===== Extracted data =====
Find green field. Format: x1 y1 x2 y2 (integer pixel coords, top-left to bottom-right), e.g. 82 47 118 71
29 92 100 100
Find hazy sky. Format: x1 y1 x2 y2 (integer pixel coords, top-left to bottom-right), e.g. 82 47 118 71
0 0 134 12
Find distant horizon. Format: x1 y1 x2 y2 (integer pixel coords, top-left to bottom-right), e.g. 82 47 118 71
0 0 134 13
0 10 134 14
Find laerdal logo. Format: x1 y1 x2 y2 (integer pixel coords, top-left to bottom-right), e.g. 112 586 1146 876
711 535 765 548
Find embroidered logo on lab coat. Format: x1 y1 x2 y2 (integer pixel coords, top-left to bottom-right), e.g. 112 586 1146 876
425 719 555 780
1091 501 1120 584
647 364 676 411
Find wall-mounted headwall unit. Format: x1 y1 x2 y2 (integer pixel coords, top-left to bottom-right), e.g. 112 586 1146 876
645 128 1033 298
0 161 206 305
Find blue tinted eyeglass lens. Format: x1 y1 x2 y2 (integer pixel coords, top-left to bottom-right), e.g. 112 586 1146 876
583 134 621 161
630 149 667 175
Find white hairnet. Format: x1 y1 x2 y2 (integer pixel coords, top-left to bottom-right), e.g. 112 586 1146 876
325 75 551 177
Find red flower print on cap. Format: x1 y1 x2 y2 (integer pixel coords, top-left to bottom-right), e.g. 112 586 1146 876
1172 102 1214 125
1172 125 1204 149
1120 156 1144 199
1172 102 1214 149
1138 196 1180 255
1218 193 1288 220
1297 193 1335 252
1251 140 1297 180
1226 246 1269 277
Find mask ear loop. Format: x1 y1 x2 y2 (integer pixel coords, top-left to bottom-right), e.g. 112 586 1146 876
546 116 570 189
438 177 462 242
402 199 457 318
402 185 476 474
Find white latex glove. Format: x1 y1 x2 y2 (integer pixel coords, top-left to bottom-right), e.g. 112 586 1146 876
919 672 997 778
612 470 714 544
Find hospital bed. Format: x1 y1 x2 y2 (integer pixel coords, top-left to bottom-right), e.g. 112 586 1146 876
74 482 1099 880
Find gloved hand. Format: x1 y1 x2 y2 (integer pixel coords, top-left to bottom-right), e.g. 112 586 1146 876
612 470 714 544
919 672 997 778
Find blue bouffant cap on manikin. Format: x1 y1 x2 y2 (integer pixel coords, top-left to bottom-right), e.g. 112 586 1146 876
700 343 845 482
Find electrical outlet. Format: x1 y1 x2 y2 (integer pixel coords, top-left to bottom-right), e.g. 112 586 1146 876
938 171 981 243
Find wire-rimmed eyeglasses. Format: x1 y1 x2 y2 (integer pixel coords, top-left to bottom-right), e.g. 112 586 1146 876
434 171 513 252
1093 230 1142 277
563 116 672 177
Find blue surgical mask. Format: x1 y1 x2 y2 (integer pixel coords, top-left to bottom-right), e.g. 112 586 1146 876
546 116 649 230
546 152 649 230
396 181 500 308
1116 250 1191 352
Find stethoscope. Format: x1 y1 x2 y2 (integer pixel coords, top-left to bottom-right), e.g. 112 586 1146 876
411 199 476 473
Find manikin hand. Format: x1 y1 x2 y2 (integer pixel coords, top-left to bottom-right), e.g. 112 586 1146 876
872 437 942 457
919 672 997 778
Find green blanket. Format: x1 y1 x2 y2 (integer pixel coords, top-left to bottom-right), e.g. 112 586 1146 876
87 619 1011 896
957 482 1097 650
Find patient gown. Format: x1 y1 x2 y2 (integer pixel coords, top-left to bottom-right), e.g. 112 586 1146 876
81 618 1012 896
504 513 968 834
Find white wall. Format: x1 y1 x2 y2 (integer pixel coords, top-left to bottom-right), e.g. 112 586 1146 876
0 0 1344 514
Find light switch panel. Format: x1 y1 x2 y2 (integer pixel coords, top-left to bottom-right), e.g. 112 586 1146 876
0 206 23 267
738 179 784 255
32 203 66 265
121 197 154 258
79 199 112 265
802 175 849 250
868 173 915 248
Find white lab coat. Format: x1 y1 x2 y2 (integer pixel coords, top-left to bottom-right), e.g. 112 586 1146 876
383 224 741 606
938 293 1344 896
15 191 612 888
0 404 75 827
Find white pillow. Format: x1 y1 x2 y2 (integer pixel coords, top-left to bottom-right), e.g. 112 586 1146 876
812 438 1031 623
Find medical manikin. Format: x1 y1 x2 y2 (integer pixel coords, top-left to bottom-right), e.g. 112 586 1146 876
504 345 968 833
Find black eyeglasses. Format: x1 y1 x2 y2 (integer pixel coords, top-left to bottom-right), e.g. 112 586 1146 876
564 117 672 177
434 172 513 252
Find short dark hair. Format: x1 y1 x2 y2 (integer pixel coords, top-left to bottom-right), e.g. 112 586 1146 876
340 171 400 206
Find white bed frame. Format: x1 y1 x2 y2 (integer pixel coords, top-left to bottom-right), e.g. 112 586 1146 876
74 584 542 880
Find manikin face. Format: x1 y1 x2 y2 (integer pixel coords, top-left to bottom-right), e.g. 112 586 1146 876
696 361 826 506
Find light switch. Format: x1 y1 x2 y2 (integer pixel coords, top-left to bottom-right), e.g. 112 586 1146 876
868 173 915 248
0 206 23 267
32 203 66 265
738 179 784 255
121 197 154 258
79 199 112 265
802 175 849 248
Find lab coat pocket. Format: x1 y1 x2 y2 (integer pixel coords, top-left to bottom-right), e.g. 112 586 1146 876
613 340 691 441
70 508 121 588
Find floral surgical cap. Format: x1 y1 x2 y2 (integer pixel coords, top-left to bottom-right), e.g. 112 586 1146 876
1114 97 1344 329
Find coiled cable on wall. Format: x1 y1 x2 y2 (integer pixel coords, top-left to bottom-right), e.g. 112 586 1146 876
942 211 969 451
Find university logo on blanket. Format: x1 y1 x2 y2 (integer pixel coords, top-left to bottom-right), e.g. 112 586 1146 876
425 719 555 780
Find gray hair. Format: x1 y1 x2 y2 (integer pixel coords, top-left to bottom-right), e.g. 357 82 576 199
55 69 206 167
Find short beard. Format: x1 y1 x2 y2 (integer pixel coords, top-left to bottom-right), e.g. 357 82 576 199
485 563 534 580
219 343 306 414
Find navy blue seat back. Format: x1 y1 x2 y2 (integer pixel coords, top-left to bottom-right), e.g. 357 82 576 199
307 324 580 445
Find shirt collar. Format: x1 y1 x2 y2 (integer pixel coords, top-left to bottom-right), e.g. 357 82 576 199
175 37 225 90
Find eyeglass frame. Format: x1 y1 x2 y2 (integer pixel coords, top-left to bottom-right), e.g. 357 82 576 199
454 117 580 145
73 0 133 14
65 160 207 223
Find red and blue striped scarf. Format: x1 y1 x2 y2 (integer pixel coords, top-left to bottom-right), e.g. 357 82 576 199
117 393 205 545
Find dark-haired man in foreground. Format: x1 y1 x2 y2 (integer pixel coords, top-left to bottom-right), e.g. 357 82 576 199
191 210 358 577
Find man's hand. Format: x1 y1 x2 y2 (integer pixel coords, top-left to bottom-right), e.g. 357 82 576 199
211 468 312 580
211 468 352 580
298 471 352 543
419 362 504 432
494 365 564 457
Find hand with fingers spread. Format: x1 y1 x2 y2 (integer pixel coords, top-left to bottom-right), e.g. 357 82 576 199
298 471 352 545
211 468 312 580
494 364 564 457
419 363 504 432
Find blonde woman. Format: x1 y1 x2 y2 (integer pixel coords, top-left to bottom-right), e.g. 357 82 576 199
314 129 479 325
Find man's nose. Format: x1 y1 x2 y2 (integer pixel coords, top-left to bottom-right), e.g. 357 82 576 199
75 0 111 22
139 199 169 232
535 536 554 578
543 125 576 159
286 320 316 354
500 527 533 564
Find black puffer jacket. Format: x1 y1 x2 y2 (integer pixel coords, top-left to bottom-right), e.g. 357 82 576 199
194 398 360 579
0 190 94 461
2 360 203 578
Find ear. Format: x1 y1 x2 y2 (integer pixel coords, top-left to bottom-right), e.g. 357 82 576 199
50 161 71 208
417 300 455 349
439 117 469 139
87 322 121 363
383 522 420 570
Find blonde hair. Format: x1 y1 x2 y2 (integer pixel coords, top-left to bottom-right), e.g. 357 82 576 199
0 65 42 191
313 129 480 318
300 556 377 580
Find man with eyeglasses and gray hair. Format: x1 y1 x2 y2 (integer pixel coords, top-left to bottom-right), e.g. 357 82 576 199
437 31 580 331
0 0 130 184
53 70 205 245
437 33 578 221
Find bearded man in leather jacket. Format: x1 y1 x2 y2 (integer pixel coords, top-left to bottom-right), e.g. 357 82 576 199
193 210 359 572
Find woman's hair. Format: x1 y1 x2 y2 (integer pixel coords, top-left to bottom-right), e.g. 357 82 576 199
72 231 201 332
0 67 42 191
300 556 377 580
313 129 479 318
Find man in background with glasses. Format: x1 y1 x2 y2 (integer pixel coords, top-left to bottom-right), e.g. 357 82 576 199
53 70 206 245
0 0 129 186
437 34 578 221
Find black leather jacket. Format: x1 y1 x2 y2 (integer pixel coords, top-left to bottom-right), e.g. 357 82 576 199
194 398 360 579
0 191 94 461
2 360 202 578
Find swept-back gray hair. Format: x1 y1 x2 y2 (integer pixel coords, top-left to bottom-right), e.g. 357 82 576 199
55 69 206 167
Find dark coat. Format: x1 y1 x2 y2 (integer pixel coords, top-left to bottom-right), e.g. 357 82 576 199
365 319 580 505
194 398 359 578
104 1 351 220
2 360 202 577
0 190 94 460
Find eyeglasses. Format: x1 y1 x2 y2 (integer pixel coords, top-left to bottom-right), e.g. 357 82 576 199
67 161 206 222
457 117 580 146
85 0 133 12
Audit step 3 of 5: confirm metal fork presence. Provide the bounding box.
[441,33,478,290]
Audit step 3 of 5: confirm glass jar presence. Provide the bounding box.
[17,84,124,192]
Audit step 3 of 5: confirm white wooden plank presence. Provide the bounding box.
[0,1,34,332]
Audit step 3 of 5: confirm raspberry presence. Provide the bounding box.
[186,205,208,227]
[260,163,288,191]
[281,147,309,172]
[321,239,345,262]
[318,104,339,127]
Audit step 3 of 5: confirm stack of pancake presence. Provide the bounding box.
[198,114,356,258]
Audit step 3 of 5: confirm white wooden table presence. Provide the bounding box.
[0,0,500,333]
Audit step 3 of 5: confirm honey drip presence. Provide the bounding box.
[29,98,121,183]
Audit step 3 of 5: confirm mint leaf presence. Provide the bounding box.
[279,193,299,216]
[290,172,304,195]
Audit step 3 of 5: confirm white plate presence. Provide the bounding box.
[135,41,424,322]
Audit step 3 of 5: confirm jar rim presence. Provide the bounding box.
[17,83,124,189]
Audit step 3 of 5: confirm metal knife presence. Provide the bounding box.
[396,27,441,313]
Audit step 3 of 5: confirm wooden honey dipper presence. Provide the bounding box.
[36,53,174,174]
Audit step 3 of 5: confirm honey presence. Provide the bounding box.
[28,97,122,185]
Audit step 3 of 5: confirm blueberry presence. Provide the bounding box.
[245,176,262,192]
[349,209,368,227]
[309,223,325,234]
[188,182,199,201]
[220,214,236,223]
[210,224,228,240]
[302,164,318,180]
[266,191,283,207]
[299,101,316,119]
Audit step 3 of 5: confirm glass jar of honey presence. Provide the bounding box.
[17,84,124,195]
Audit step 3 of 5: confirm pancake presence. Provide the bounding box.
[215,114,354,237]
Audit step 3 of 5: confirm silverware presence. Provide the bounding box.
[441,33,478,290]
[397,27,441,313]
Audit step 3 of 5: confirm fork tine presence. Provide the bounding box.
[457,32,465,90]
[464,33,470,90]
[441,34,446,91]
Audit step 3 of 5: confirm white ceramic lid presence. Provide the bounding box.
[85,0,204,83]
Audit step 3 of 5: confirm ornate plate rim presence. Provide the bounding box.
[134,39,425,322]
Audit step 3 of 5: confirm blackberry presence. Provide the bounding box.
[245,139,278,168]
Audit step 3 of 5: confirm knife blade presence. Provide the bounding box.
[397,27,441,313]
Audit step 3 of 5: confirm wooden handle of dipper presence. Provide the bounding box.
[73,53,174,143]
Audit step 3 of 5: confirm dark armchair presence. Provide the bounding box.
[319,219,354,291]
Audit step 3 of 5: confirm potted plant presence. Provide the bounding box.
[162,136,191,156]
=====
Goal >> Swap "lab coat" for "scrub top" in the entries from the start through the line containing "325 75 551 177", leaving everything else unchanged.

In response >>
Find green field. Format: x1 y1 x2 y2 (integer pixel coords, top-left to bottom-right), e.g. 82 47 118 71
29 92 100 100
Find hazy sky. Format: x1 y1 x2 y2 (integer pixel coords, top-left to bottom-right), e.g. 82 47 118 71
0 0 134 12
Find distant horizon. Format: x1 y1 x2 y2 (integer pixel coords, top-left to bottom-right), e.g. 82 47 118 71
0 0 134 13
0 10 134 14
Find laerdal logo. Format: x1 y1 x2 y2 (integer pixel coords, top-left to bottom-right), e.g. 112 586 1146 876
711 535 765 548
Find embroidered logo on scrub top. Format: x1 y1 x2 y2 (integer pixel coords, top-left to bottom-right), e.g. 112 586 1146 876
425 719 555 780
1091 501 1120 584
647 364 676 411
Find wall-mounted headwall unit. Format: x1 y1 x2 y2 (integer pixel coords, top-left to bottom-right), e.g. 112 586 1146 876
645 128 1033 298
0 161 206 305
Find blue tinted eyeglass lens. Format: x1 y1 x2 y2 (integer pixel coords, top-left to bottom-right), e.g. 112 586 1146 876
583 134 621 161
630 149 667 175
Find white hairnet. Format: x1 y1 x2 y2 (integer pixel coords, top-left to bottom-right), e.g. 112 586 1146 876
325 75 551 177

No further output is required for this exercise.